> _Required work_:
1. List every city named in the profile of Young-Hae Han below as a site of her field research on Japanese grassroots social movements.
2. Pick up the profile of Young-Hae Han below after its final sentence and extend it.

> _Document excerpt_:
------------

Young-Hae Han is a visiting professor at the Walter H. Shorenstein Asia-Pacific Research Center (Shorenstein APARC) for the 2012–13 academic year. She is also a professor at the Graduate School of International Studies at Seoul National University (SNU). Her research and education focuses on contemporary Japanese society. She has conducted field research on Japanese grassroots social movements in cities such as Kawasaki, Kunidachi, Kobe, Yamagata, Kanazawa, and Oita. After the Great East Japan Earthquake in 2011, she organized a team and conducted research in the damaged area. Han is also involved in researching another topic that is of great interest to her: ethnic minorities in contemporary Japan. For this topic, her research has been focused on the identity issues of Zainichi Koreans, particularly on the changing relationship of the Zainichi with their "homeland" in the post-cold war period.

Han served as the director of the Institute for Japanese Studies at SNU from 2006 to 2012 before she joined Shorenstein APARC. She also served as the chair of the Exchange Committee of KSA-AJS at the Korean Sociological Association from 2008 to 2011.

------------

> _Record extracts_:

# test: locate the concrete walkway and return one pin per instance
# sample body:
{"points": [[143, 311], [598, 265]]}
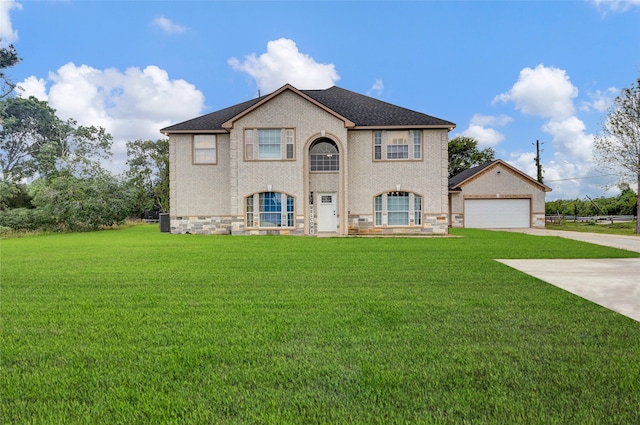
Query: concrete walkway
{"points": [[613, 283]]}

------------

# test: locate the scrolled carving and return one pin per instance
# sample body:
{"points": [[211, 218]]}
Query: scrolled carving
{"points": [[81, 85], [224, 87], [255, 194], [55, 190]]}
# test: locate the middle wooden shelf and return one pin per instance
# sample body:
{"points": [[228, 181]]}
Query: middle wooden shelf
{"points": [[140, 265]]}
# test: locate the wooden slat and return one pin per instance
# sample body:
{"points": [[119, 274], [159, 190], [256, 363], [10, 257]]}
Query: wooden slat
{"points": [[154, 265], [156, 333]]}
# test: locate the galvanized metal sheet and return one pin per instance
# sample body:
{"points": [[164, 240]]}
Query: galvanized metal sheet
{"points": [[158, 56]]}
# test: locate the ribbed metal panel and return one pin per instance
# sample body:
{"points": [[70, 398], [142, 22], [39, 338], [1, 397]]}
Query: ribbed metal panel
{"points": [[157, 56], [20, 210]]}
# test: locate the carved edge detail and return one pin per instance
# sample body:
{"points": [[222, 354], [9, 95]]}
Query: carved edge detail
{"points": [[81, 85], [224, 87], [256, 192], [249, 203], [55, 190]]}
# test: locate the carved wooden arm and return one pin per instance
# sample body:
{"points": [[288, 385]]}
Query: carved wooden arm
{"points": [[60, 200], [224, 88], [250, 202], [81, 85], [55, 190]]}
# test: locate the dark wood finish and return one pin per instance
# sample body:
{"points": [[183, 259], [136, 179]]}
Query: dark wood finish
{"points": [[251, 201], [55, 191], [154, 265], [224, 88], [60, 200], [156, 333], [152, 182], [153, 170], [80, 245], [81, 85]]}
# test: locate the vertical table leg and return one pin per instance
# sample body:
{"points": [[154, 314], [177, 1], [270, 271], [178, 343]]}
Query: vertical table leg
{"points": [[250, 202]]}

------------

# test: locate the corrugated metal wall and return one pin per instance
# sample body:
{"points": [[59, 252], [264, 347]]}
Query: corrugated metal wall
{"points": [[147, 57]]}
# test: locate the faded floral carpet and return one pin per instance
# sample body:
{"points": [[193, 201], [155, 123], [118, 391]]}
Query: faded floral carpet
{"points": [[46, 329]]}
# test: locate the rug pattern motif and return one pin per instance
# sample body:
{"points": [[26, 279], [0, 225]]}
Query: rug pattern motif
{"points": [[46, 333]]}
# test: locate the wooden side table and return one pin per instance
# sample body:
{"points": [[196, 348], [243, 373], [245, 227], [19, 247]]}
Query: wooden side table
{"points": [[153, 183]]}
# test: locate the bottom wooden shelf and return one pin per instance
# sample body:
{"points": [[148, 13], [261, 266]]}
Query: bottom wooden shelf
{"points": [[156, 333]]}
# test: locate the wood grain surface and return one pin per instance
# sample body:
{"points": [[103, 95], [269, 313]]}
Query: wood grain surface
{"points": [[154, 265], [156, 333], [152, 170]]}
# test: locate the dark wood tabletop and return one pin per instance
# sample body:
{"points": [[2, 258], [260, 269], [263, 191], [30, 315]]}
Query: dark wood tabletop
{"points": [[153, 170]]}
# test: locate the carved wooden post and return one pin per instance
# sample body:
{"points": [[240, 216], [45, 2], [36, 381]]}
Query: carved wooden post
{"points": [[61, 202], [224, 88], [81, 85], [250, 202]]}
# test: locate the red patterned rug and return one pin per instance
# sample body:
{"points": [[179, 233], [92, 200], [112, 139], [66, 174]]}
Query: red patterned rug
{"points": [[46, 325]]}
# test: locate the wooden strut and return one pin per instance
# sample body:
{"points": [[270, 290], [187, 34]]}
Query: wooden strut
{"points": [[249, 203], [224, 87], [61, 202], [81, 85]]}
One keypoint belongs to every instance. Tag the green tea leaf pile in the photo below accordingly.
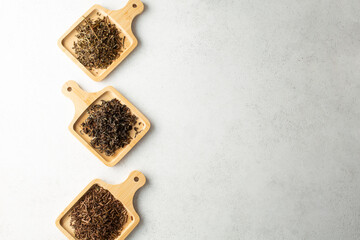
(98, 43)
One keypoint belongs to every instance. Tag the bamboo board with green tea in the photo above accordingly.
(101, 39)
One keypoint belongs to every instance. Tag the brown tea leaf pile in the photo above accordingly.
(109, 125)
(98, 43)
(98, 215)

------------

> _Outputs by task_:
1. Kawasaki, Kunidachi, Kobe, Yamagata, Kanazawa, Oita

2.
Han is the author of numerous publications, such as the books: Understanding Contemporary Japanese Society (in Korean); Japanese Community and Grassroots Social Movements (in Korean); Multi-Cultural Japan and Identity Politics (co-author, in Korean). Her recent publications include Institutionalization of East Asian Studies and New Dilemmas: With a Focus on Japanese Studies (in English); New Relationship between Zainichi Koreans and the Homeland: Through the Journeys of the Former 'Chosen Nationals' Living in Korea (in Japanese); The Meaning of 'Seikatsu' (Life) in the Citizens' Movement in Contemporary Japan (in Korean); and The Inheritance of the Korean Dance and Identity in the Ethnic Korean Community (in Korean).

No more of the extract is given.